Dokumenttext:
◆ ◆ ◆

Chefscout der Gunners ist der ehemalige Dortmunder Sven Mislintat, der auch bei der Trainersuche ein gewichtiges Wörtchen mitzureden hat. Ob er seinen Bossen wirklich Ex-BVB-Coach Thomas Tuchel empfehlen würde? Die beiden hatten sich bei Borussia Dortmund zerstritten. Und doch gilt Tuchel in London als Kandidat. Der «Kicker» hatte im März sogar vermeldet, Tuchel stehe als Wengers Nachfolger schon fest. Nun scheint ein Engagement bei Paris Saint-Germain wahrscheinlicher.

◆ ◆ ◆

Bereitgestelltes Material:
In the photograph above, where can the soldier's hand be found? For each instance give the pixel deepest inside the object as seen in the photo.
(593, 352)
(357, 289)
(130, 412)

◆ ◆ ◆

Arbeitsauftrag A:
Geben Sie den Abschnitt des Dokumenttexts von „Chefscout der Gunners“ bis „Paris Saint-Germain wahrscheinlicher.“ erneut wieder und ersetzen Sie darin „Chefscout“ durch „Kaderplaner“.
Arbeitsauftrag B:
Beantworten Sie anhand des Dokumenttexts zur Trainersuche der Gunners:
(i) Bei welchem Verein hatten sich Mislintat und Tuchel zerstritten?
(ii) Was hatte der «Kicker» im März vermeldet?
(iii) Bei welchem Verein scheint ein Engagement Tuchels nun wahrscheinlicher?
Das Material hat für diese Aufgaben keine Bedeutung.

Erwartete Antwort A:
Kaderplaner der Gunners ist der ehemalige Dortmunder Sven Mislintat, der auch bei der Trainersuche ein gewichtiges Wörtchen mitzureden hat. Ob er seinen Bossen wirklich Ex-BVB-Coach Thomas Tuchel empfehlen würde? Die beiden hatten sich bei Borussia Dortmund zerstritten. Und doch gilt Tuchel in London als Kandidat. Der «Kicker» hatte im März sogar vermeldet, Tuchel stehe als Wengers Nachfolger schon fest. Nun scheint ein Engagement bei Paris Saint-Germain wahrscheinlicher.

Erwartete Antwort B:
(i) Bei Borussia Dortmund.
(ii) Dass Tuchel als Wengers Nachfolger schon feststehe.
(iii) Bei Paris Saint-Germain.